# Task details
Your output should be the entries below, exact in every detail.
━━━━━━━━
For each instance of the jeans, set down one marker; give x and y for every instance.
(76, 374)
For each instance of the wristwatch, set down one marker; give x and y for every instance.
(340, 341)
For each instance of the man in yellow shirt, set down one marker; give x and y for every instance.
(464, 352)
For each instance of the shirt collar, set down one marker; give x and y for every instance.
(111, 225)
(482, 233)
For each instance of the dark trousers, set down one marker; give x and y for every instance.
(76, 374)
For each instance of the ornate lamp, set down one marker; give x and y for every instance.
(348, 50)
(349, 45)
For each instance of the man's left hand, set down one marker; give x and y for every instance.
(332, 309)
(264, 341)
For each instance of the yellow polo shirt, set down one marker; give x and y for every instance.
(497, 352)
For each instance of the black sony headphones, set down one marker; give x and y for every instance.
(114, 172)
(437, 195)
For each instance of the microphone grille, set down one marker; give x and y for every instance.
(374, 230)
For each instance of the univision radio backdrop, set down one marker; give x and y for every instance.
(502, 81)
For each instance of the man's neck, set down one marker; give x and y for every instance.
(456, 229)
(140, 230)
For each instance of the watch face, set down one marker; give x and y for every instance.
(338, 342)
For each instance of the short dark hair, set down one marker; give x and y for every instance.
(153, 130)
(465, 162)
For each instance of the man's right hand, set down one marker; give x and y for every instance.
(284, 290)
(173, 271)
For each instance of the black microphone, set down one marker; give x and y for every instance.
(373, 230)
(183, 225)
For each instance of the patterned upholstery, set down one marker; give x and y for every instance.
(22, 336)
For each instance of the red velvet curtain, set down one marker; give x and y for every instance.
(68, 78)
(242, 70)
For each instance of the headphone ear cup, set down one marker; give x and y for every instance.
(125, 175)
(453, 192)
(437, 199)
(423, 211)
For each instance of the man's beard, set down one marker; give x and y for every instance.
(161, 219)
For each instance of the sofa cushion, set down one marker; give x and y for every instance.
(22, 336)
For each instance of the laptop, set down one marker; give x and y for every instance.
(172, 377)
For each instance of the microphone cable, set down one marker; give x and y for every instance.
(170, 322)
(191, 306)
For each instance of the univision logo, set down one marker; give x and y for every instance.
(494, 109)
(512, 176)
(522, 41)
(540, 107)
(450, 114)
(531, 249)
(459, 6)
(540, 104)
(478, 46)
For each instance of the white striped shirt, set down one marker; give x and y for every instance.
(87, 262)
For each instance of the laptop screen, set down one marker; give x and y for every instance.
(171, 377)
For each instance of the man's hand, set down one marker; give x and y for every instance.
━━━━━━━━
# Response to the task
For each instance of the jeans, set down one marker; give x and y for every instance.
(76, 374)
For each instance of the wristwatch, set down one marker; give x and y for every instance.
(340, 341)
For each instance of the man in yellow shirt, set down one marker; give x and y for every instance.
(464, 352)
For each instance of the shirt collar, set down one marker; give x and y for every instance.
(111, 225)
(482, 233)
For each instance of the dark trousers, set down one marker; give x and y for every instance.
(76, 374)
For each instance of the ornate lamp, set down one marker; give x and y for every instance.
(348, 50)
(349, 45)
For each instance of the man's left hand, set down one marker; give x and y for every instance.
(332, 309)
(264, 341)
For each instance of the yellow polo shirt, set down one marker; give x and y for every instance.
(497, 352)
For each instance of the black sony headphones, set down one marker; give x and y for every instance.
(114, 172)
(437, 195)
For each instance of the microphone grille, set down one marker; give x and y for every instance.
(374, 230)
For each instance of the univision radio backdrop, set down one marker; give x and y for every instance.
(502, 81)
For each instance of the man's neck, set down one marker; give x and y for every instance.
(456, 229)
(140, 230)
For each instance of the watch face, set down one marker; give x and y for every instance.
(338, 342)
For each instance of the short dark hair, set down one marker; give x and y for every instance.
(153, 130)
(465, 162)
For each instance of the man's right hand, set down one marker; give x and y for every instance.
(284, 290)
(173, 271)
For each instance of the black microphone, set down one marker; give x and y for every instance.
(373, 230)
(183, 225)
For each instance of the patterned upholstery, set down one marker; give x and y for every instance.
(22, 336)
For each instance of the red velvet curtain, set down one marker; give x and y for every instance.
(68, 78)
(242, 70)
For each instance of the headphone ear cup, set down one marker; give x and y for every instance.
(125, 175)
(453, 192)
(437, 199)
(423, 211)
For each instance of the man's beard, set down one marker; give x and y for every instance.
(161, 219)
For each instance of the sofa cushion, set down one marker; give x and y for every instance.
(22, 336)
For each instance of the laptop, set down one marker; give x and y for every instance.
(172, 377)
For each instance of the microphone cable, set down one marker; give x and y for every instance.
(170, 322)
(191, 306)
For each instance of the univision logo, set down one marker; give x and y for every instance.
(494, 109)
(512, 176)
(522, 41)
(540, 107)
(450, 114)
(531, 249)
(459, 6)
(540, 104)
(478, 46)
For each instance of the white striped shirt, set down one marker; give x and y for every instance.
(87, 262)
For each instance of the laptop screen, set down one marker; give x and y for every instance.
(171, 377)
For each instance of the man's hand, set down one marker; give x and y for every instance.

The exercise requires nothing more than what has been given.